EXCERPT:
────────
PG&E field crews use drones to inspect poles and lines to identify repair needs.

PG&E Diversifies Vegetation Management

April 26, 2021
With the goal of reducing wildfire risk significantly, PG&E pursues the right mix of upside exposure, downside mitigation and potential for disciplined innovation.

With an expansive and varied service area — more than half of which is designated by the state of California as having an elevated wildfire risk — Pacific Gas and Electric Co. (PG&E) is in the process of confronting one of the most significant vegetation management challenges in the U.S. The utility inspects approximately 100,000 miles (160,934 km) of overhead power lines every year, with some locations patrolled multiple times a year. It also prunes or removes more than 1 million trees annually to maintain clearance from power lines. While PG&E currently deploys massive field teams to keep utility assets clear of vegetation, brute force is not sufficient to scalably address the threat of vegetation-caused outages and fire ignitions.

PG&E has determined that innovation in its vegetation management practices is a key pathway to continue to reduce the likelihood and severity of wildfires. The utility has built a diversified portfolio of initiatives to pilot and deploy technology to clear its lines, harden its assets and protect its customers.

Innovation Investment Philosophy

Traditionally, the results of a person-hour of vegetation management effort are relatively well-known, with X miles of line cleared in Z hours depending on the terrain. While PG&E continues its expanded and enhanced vegetation safety work to address vegetation that poses a higher potential for wildfire risk in high fire-threat areas, it also continues to explore ways to increase the risk-adjusted efficiency of spend. If commercialized and deployed at scale, which technologies could have a significantly higher return on investment, even if those technologies are not yet fully proven?

PG&E uses a metric of risk-spend efficiency to evaluate a project’s investment worthiness throughout its business. The goal is to reduce the most amount of risk (in this case, wildfire-related risk) relative to the cost of the program. Risk-spend efficiency is technically calculated as: (the Net Present Value of Pre-Mitigation Risk Scores less the Net Present Value of Post-Mitigation Risk Scores) over the Net Present Value of Program Costs. If you think of this as a 2x2 of risk reduction vs. spend, the goal — which perhaps seems obvious — is to work toward a world of low spend and high-risk reduction, which would enable the system to be protected at the lowest cost to customers.

But, in innovation, there is a third important dimension: certainty. Particularly for technologies with an earlier technology readiness level (TRL) or commercial readiness level, risk reduction and cost cannot always be calculated with the same precision used to evaluate well-understood utility assets or projects. Moonshot, or innovative, projects with potential to meaningfully decrease risk at the lowest long-term cost come with technology risk, execution risk and — particularly in the case of a regulated utility — political risk.
────────
RECORD EXTRACTS:
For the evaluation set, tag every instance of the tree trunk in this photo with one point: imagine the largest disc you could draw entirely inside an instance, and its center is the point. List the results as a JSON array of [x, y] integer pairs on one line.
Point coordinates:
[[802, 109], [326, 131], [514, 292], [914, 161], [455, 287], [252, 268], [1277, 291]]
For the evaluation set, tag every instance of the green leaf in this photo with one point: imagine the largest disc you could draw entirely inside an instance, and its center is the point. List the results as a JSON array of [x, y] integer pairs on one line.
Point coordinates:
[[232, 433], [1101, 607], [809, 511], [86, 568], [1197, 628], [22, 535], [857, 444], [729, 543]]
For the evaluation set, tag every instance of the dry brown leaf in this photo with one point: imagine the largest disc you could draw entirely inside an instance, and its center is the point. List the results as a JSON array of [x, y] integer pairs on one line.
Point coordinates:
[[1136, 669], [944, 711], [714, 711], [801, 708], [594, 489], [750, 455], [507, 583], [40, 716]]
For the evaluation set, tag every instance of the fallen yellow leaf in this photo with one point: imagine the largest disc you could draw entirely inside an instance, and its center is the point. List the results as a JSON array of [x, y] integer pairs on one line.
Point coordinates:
────────
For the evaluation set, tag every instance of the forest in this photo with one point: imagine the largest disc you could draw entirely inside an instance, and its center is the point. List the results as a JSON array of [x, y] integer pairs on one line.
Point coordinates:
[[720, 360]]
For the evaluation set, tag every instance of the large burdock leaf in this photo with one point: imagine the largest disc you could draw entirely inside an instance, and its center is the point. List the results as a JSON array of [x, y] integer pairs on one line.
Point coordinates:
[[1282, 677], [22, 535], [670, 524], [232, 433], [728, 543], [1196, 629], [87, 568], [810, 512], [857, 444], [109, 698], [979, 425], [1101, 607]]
────────
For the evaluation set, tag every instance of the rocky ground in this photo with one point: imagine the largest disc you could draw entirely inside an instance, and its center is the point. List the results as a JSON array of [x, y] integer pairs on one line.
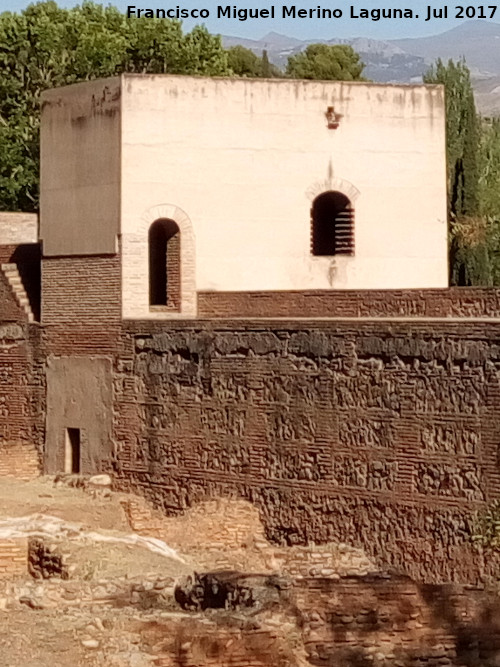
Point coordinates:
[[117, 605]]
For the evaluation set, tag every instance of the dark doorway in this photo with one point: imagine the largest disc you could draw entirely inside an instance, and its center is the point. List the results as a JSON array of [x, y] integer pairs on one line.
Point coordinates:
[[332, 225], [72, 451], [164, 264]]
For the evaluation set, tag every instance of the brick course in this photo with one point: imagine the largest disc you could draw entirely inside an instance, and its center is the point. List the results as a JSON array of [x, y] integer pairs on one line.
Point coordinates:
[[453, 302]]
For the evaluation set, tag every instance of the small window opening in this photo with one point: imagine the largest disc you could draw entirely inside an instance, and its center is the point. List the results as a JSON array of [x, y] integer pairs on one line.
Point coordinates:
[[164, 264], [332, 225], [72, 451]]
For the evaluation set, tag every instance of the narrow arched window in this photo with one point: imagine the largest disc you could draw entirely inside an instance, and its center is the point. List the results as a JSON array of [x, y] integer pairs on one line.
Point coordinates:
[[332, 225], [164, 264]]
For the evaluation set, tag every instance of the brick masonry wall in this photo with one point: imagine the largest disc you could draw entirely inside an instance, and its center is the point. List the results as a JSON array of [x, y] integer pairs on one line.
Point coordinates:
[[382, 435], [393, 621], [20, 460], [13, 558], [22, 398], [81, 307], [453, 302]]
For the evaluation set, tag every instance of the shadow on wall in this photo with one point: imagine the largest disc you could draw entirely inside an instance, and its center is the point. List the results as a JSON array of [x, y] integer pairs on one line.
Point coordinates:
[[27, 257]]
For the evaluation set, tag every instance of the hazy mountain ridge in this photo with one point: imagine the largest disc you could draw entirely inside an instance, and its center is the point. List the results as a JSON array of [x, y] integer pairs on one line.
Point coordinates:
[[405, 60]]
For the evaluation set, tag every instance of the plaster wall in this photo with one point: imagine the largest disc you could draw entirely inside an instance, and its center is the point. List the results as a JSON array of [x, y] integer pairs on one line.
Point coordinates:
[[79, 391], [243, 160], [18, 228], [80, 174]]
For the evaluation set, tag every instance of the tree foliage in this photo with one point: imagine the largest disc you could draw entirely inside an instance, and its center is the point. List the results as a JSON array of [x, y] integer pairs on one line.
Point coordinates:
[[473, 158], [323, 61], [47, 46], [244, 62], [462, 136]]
────────
TASK REQUIREMENTS:
1 – Find every line in the entries that contains the string "window", and copy each of those lines in full.
2 – Continue the article on PG&E's vegetation management from the point where it stops.

SET OF ANSWERS:
1 –
For the evaluation set, tag every instance of the small window opening in this photo with one point: imagine the largest disc you could draw entirely inside an instance, and its center is the point. List the results as a JSON array of [x, y] integer pairs on one line.
For the evaluation set, tag every instance of the narrow arched window in this photo with one point: imagine the largest disc you could draw entirely inside an instance, and its center is the point. List the results as a JSON array of [x, y] integer pairs on one line.

2 –
An Innovation Portfolio

Early-stage venture capital (VC) firms can take big risks to find new breakthrough solutions, investing in many higher upside and earlier-stage companies hoping that (at least) one will become a unicorn capable of providing the desired return for the entire fund. Regulated utilities have a different dynamic in seeking meaningful innovation. They cannot accept the frequency of failure of the VC sector, if such failure would in practical terms mean material safety or reliability risk. Utilities also must be able to assure customers and regulators of responsible stewardship of customer funds, in the context where success of a given innovation or technology is not assured.

Yet improvement beyond incremental change requires extension beyond business as usual. For a utility to balance potentially contradictory objectives, it can seek out best opportunities from disparate channels that could both provide upside exposure and allow for downside risk mitigation. The process of building this diversified innovation portfolio must be disciplined to ensure the responsible use of regulated funds.

PG&E has pursued different innovation pathways to find the right mix of upside exposure, downside mitigation and potential for disciplined innovation. Considered as a portfolio, the goal is to position the utility for a future in which the cost of reducing wildfire risk is significantly lower than it is today. Following are three examples from PG&E’s diverse wildfire mitigation portfolio. The first example focuses on direct vegetation management (for example, trimming trees and removing small-diameter wood). However, it will still be impossible to prevent an extreme wind gust from blowing a tree branch into a set of wires. The other two examples highlight supporting technologies that can reduce the risk of wildfire ignition when best efforts at tree trimming cannot prevent contact between vegetation and utility infrastructure.

Direct Vegetation Management

Because commercially available solutions had not yet solved critical vegetation management challenges for PG&E, the utility partnered with ADL Ventures, an energy and innovation consultancy, to launch a Woody Biomass Challenge to solicit solutions from the entrepreneurial community. Rather than evaluating the existing start-ups that happened to cross its desk, PG&E began with the problem statement.

PG&E and ADL defined three key challenges that, if solved, could meaningfully decrease the likelihood and severity of wildfires. Given that 15 million acres (6 million hectares) of California forest require some degree of restoration, the nurturing of market forces to cost-effectively clear small-diameter wood from the forest could prove pivotal, not just for PG&E but for the entire state of California. The following three challenges were posted to ADL’s U.S. Department of Energy-funded open innovation platform, ProblemSpace:

  • Next-generation biomass collection technologies
  • Next-generation densification and transportation technologies
  • Market expansions for woody biomass projects.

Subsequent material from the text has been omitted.